*LISTED RECORDS*
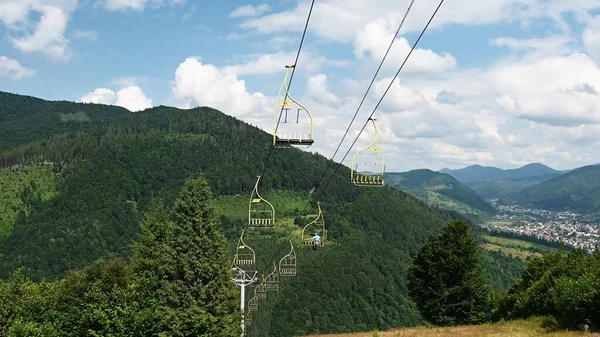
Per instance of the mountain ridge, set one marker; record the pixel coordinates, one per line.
(433, 183)
(474, 173)
(577, 190)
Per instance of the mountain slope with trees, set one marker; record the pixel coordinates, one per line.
(429, 185)
(578, 190)
(112, 163)
(488, 173)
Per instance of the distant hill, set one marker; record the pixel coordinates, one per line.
(497, 189)
(488, 173)
(578, 190)
(76, 178)
(438, 189)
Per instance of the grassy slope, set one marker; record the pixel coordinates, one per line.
(440, 190)
(39, 179)
(495, 189)
(578, 190)
(528, 328)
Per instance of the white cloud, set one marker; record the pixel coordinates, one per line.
(131, 98)
(553, 44)
(206, 85)
(591, 39)
(127, 81)
(317, 89)
(13, 69)
(375, 38)
(121, 5)
(45, 36)
(557, 90)
(249, 10)
(89, 35)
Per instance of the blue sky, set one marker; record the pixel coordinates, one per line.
(508, 70)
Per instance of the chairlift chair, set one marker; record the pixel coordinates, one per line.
(371, 162)
(272, 280)
(287, 264)
(261, 213)
(317, 226)
(293, 124)
(244, 258)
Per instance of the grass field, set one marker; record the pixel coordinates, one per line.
(516, 243)
(13, 182)
(515, 247)
(529, 328)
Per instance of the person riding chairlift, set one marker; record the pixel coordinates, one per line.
(316, 240)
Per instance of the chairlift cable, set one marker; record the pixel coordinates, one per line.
(383, 96)
(372, 113)
(290, 82)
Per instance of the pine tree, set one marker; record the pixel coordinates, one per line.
(446, 279)
(184, 269)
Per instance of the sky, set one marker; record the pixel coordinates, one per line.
(501, 83)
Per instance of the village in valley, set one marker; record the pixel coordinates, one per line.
(571, 229)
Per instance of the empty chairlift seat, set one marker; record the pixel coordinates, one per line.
(368, 164)
(260, 212)
(293, 123)
(287, 264)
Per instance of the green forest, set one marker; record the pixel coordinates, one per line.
(83, 183)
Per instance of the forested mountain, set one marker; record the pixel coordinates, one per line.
(99, 167)
(487, 173)
(496, 189)
(578, 190)
(439, 189)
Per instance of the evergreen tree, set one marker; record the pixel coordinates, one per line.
(185, 287)
(447, 281)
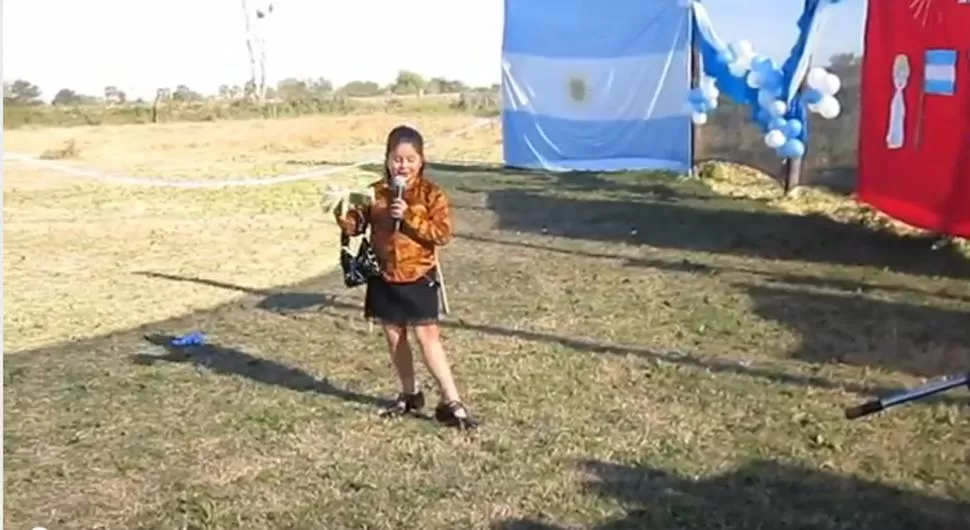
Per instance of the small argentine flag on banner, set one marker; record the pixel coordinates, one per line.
(940, 75)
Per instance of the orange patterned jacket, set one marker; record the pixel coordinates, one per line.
(407, 255)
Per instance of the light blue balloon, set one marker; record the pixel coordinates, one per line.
(761, 64)
(793, 128)
(794, 149)
(696, 96)
(812, 96)
(772, 79)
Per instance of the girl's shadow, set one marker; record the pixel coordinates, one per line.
(223, 360)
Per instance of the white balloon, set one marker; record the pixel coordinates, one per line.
(754, 79)
(778, 107)
(745, 47)
(775, 139)
(816, 77)
(829, 107)
(737, 69)
(708, 88)
(831, 85)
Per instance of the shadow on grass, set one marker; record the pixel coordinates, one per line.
(846, 328)
(229, 361)
(731, 226)
(293, 302)
(763, 494)
(689, 266)
(920, 340)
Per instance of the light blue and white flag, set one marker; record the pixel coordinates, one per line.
(596, 86)
(940, 72)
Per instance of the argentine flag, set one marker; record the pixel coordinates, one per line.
(596, 86)
(940, 72)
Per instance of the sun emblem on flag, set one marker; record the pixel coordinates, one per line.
(578, 89)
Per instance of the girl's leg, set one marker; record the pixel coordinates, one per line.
(401, 356)
(410, 398)
(451, 408)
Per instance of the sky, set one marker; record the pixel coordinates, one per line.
(139, 46)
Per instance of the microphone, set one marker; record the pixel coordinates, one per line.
(398, 182)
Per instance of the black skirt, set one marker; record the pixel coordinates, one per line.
(403, 304)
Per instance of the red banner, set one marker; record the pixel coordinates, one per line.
(914, 137)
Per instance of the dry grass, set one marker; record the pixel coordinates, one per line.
(646, 353)
(74, 248)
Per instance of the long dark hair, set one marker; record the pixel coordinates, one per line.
(402, 134)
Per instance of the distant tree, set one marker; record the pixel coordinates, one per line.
(113, 96)
(66, 96)
(440, 85)
(408, 82)
(21, 92)
(184, 93)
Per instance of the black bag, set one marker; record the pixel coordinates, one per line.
(359, 268)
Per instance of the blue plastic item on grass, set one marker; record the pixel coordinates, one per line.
(196, 338)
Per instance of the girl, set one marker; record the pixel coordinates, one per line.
(405, 234)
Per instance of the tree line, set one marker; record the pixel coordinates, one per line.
(22, 92)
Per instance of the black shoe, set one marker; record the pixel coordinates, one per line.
(454, 414)
(404, 404)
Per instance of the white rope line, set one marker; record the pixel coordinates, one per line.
(211, 184)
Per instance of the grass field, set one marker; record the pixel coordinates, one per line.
(645, 352)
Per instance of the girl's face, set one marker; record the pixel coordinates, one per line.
(404, 160)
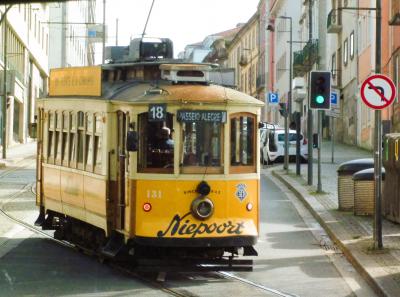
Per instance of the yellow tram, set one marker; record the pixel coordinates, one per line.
(149, 159)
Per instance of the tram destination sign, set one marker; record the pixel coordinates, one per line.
(212, 116)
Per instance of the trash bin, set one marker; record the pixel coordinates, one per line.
(364, 191)
(346, 183)
(390, 198)
(395, 200)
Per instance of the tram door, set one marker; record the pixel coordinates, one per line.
(121, 170)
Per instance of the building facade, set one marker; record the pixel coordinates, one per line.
(243, 56)
(283, 20)
(68, 27)
(25, 40)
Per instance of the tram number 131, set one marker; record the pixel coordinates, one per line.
(154, 194)
(157, 112)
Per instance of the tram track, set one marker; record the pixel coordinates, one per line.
(165, 286)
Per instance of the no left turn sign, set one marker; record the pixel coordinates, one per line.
(378, 91)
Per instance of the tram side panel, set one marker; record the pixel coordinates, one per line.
(169, 215)
(73, 191)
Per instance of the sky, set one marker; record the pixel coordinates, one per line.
(183, 21)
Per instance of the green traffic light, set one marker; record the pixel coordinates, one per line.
(320, 99)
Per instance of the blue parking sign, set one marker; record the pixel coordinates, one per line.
(273, 98)
(334, 98)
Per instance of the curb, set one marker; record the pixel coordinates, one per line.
(350, 257)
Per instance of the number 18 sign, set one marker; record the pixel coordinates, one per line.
(157, 112)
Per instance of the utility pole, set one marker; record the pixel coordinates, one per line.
(4, 101)
(309, 111)
(378, 138)
(116, 32)
(104, 32)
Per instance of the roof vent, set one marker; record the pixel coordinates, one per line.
(185, 73)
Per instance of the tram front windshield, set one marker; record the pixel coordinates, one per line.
(202, 144)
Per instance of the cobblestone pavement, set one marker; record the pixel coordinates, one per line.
(353, 234)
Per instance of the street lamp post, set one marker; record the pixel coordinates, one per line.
(288, 113)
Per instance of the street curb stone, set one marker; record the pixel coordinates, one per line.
(359, 260)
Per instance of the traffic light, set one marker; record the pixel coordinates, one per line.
(320, 90)
(283, 109)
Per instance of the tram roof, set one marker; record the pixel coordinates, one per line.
(140, 92)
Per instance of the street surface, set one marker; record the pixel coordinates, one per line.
(295, 256)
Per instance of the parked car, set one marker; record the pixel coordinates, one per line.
(273, 145)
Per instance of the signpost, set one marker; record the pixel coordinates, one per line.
(377, 92)
(334, 112)
(273, 98)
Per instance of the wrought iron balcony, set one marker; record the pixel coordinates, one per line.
(304, 59)
(260, 83)
(334, 24)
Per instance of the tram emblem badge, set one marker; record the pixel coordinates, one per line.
(241, 191)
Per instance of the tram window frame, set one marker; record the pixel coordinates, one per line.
(147, 136)
(45, 136)
(97, 143)
(50, 138)
(89, 139)
(80, 132)
(65, 138)
(72, 147)
(58, 137)
(198, 168)
(240, 167)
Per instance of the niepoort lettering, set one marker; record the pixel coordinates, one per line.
(182, 226)
(214, 116)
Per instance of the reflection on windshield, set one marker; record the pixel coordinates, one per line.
(202, 144)
(292, 137)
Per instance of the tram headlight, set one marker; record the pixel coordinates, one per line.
(202, 208)
(147, 207)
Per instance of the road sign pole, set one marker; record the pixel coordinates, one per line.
(378, 135)
(333, 139)
(378, 181)
(319, 184)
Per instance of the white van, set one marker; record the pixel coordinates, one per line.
(273, 145)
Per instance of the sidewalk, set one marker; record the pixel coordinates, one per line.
(353, 234)
(17, 153)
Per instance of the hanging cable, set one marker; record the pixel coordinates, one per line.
(148, 17)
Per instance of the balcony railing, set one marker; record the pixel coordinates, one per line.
(304, 59)
(334, 24)
(260, 82)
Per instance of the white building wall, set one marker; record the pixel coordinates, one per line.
(289, 8)
(68, 34)
(28, 39)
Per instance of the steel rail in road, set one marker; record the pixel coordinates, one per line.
(253, 284)
(160, 285)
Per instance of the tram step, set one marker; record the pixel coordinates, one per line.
(113, 246)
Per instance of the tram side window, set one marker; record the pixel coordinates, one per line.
(80, 134)
(89, 142)
(156, 148)
(202, 147)
(98, 129)
(58, 137)
(243, 142)
(50, 139)
(72, 142)
(65, 128)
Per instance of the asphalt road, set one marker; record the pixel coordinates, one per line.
(291, 258)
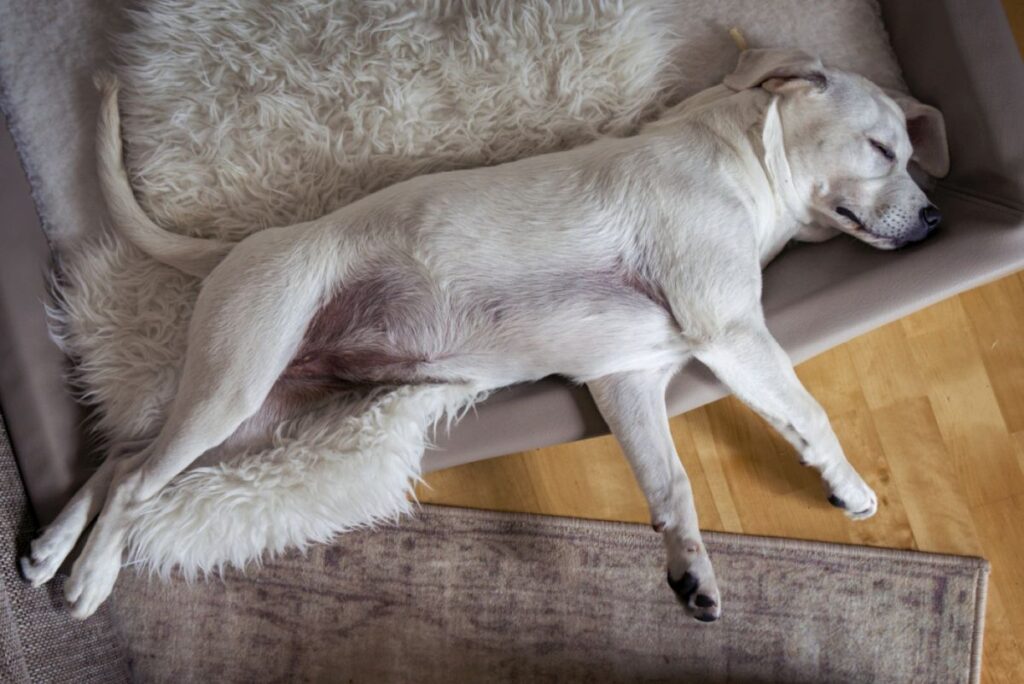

*REQUIRED TASK*
Pick out each line of the records that contains the string "shadow". Matching is case-sensitive.

*ANSWER TO THIS PROBLEM*
Per instance of the girl's shadow, set one marker; record the pixel coordinates, one per line.
Per instance of the shadow on grass, set one marker; record the pixel coordinates, one per line.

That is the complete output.